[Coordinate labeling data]
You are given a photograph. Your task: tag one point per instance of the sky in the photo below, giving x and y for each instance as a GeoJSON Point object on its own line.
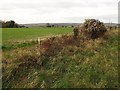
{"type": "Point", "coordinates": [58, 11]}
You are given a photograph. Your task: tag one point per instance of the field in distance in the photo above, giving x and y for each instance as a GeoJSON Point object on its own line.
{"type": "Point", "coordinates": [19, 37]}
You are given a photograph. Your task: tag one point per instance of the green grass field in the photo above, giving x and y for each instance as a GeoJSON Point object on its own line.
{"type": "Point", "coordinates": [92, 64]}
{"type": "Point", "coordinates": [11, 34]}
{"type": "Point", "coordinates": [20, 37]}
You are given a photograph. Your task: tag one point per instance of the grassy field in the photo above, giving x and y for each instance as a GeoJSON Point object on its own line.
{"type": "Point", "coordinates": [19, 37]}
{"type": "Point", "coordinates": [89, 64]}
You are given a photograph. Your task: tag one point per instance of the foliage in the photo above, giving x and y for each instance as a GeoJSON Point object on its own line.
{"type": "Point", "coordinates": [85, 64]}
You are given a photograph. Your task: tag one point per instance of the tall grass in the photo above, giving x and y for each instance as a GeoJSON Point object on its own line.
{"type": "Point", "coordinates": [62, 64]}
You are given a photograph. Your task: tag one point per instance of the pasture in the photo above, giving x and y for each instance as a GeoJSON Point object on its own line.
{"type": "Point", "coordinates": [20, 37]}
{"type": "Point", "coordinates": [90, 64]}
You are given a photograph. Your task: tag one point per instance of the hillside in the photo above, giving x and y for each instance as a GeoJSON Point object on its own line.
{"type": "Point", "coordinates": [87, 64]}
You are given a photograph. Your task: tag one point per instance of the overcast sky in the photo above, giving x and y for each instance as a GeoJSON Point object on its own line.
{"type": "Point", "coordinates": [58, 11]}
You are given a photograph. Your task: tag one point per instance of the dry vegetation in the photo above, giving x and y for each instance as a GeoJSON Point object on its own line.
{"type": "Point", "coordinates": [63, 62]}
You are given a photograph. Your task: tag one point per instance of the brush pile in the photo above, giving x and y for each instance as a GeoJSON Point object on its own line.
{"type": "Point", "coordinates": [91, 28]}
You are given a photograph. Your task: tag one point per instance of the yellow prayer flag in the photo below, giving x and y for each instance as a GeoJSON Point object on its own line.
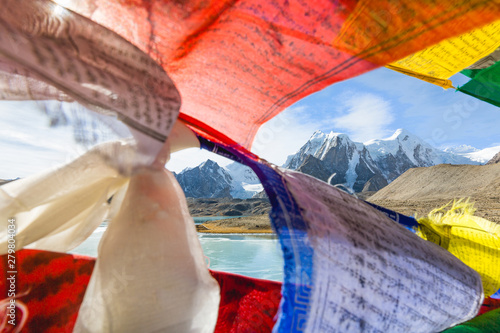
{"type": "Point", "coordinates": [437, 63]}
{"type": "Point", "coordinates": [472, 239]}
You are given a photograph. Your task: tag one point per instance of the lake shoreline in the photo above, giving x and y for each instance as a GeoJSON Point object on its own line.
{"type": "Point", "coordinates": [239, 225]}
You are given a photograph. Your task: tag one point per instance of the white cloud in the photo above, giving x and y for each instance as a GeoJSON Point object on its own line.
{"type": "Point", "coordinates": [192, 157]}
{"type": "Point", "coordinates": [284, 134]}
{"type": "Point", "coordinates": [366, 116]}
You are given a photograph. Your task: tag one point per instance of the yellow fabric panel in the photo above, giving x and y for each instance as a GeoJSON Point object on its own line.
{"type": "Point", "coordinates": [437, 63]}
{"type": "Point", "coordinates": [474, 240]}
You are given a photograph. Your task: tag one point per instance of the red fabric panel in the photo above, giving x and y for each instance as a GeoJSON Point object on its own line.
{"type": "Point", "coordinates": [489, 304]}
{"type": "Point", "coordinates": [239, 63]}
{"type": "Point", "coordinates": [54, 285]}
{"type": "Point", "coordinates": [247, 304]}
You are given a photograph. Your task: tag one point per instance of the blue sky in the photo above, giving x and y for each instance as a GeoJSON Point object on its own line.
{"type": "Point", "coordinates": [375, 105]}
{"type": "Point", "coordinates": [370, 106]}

--

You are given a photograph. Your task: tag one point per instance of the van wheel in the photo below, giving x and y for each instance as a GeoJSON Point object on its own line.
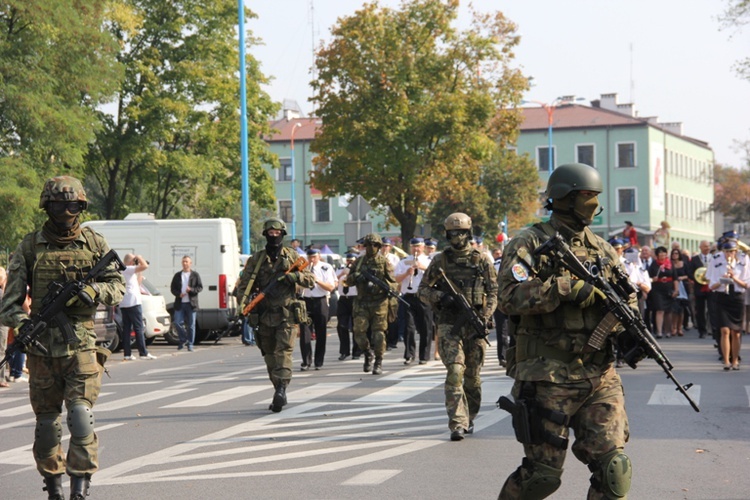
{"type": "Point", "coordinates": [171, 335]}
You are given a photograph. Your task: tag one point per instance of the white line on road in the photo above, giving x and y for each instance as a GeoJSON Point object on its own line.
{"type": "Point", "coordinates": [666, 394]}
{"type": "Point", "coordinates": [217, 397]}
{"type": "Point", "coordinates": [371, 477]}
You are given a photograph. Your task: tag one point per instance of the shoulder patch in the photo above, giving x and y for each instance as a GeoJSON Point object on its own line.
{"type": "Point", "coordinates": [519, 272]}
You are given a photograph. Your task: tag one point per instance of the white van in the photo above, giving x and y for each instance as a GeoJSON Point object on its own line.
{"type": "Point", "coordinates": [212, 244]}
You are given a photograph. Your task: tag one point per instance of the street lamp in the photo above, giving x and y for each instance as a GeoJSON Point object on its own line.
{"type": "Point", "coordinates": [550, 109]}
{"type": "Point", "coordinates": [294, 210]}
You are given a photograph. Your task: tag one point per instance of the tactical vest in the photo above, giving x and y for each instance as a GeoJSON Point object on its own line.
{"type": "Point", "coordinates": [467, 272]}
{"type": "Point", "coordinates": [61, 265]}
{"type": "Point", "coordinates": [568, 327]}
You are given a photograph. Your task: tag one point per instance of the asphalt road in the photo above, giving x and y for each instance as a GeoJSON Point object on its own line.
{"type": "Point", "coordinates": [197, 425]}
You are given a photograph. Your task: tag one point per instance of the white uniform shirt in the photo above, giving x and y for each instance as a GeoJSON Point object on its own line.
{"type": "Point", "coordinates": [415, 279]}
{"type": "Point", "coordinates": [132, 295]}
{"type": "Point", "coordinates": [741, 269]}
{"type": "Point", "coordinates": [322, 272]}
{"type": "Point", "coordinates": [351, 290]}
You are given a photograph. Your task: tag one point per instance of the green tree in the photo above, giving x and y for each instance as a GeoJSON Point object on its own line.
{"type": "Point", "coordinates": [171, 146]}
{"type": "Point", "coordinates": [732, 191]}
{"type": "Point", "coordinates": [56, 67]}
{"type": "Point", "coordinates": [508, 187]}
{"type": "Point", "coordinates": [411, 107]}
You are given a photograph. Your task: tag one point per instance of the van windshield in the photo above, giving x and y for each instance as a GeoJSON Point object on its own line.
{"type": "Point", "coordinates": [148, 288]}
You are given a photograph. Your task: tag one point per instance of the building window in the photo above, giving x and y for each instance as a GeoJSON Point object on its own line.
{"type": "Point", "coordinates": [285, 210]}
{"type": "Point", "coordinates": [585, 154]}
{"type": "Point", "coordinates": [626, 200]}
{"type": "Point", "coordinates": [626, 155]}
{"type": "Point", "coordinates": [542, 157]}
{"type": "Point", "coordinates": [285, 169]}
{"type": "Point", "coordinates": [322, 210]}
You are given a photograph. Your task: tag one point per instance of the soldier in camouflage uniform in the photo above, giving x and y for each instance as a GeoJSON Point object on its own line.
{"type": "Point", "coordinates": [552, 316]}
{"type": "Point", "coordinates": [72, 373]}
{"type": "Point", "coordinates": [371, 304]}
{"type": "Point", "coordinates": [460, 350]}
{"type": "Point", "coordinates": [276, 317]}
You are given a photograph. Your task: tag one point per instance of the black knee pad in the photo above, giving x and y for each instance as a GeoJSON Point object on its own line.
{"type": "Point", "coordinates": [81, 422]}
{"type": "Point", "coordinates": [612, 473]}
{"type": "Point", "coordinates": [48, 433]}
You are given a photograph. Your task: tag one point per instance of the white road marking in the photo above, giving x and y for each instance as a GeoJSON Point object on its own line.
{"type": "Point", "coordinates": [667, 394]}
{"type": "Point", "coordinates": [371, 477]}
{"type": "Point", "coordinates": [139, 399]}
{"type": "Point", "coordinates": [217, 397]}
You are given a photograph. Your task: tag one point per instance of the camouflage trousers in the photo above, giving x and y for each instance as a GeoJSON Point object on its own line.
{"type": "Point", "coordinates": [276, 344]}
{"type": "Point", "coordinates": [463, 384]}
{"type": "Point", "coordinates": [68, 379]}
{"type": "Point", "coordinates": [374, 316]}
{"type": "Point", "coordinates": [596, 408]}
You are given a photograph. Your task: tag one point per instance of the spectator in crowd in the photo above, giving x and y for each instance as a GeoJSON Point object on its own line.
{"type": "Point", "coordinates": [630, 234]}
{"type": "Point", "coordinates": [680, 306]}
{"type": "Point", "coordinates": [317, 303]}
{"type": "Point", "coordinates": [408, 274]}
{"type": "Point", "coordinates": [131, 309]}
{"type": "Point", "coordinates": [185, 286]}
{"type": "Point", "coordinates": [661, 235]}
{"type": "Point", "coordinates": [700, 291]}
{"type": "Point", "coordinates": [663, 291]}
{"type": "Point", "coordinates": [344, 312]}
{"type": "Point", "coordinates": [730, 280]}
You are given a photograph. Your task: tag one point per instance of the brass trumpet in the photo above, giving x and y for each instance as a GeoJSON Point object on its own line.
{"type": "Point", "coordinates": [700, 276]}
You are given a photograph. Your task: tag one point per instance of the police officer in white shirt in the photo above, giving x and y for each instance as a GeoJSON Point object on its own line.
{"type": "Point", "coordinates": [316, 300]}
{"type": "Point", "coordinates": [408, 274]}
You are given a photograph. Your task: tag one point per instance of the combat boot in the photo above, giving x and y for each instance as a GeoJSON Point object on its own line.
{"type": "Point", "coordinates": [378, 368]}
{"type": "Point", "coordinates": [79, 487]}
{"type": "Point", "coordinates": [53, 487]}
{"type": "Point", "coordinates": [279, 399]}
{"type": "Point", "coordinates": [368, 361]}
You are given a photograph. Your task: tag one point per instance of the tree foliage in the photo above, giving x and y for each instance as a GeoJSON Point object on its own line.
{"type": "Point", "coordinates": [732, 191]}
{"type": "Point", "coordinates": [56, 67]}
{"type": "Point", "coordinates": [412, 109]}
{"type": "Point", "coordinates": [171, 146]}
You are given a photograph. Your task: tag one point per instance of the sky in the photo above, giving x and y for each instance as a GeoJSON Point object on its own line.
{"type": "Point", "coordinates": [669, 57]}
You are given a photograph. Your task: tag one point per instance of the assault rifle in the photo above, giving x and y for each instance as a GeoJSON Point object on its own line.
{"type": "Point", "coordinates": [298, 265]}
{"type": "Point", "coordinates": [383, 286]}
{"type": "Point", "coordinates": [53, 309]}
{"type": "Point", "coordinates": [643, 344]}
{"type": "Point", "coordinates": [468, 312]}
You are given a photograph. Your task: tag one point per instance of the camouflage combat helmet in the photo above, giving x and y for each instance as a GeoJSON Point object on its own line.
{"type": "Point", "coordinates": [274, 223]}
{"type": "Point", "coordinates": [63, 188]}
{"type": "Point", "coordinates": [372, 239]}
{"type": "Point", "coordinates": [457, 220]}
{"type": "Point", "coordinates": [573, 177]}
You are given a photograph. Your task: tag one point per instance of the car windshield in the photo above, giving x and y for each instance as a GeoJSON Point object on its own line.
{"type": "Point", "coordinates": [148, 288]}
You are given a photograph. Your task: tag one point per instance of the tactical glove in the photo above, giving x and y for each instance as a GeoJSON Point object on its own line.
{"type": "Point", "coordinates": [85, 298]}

---

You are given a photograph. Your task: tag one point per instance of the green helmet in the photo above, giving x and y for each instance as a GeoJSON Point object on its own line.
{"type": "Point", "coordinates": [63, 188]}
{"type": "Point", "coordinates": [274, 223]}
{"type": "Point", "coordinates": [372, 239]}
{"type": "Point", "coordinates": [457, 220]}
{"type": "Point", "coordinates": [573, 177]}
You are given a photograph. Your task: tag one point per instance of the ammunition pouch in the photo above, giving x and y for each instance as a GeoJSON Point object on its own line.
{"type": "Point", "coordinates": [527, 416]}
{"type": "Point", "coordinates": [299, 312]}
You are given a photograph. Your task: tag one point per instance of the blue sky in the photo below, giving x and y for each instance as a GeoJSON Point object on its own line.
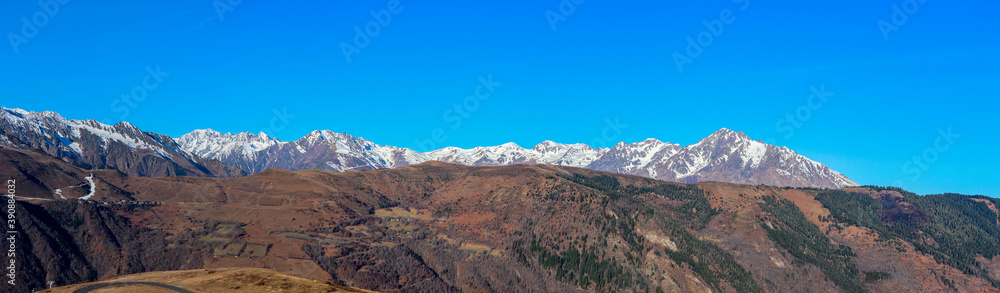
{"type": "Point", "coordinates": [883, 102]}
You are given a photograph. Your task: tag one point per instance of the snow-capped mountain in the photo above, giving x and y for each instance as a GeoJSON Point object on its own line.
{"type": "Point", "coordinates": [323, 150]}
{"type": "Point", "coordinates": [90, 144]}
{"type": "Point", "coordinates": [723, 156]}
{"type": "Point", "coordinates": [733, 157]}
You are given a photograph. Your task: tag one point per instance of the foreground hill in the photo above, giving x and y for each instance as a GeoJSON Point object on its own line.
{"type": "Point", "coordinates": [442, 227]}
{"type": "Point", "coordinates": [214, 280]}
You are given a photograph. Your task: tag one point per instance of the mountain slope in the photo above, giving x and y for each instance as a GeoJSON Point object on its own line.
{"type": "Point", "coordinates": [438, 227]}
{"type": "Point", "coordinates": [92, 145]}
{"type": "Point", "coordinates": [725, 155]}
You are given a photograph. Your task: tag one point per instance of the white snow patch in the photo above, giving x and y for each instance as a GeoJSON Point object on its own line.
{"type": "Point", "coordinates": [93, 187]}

## TASK INSTRUCTIONS
Select every line of the items above that contains the word "mountain" and copy it out. Case counts.

## ANSWER TO THE PROBLEM
You are given a photograph. Your task: tag one point per instance of the snow-capped mountain in the photo above, giving x and y for each instance as a GeoJSON Point object on its own line.
You are given a photograph. Your task: tag one point per instance of the mountain slope in the photo above, giving x and y for each instance as a GeoJSON Point object on its own line.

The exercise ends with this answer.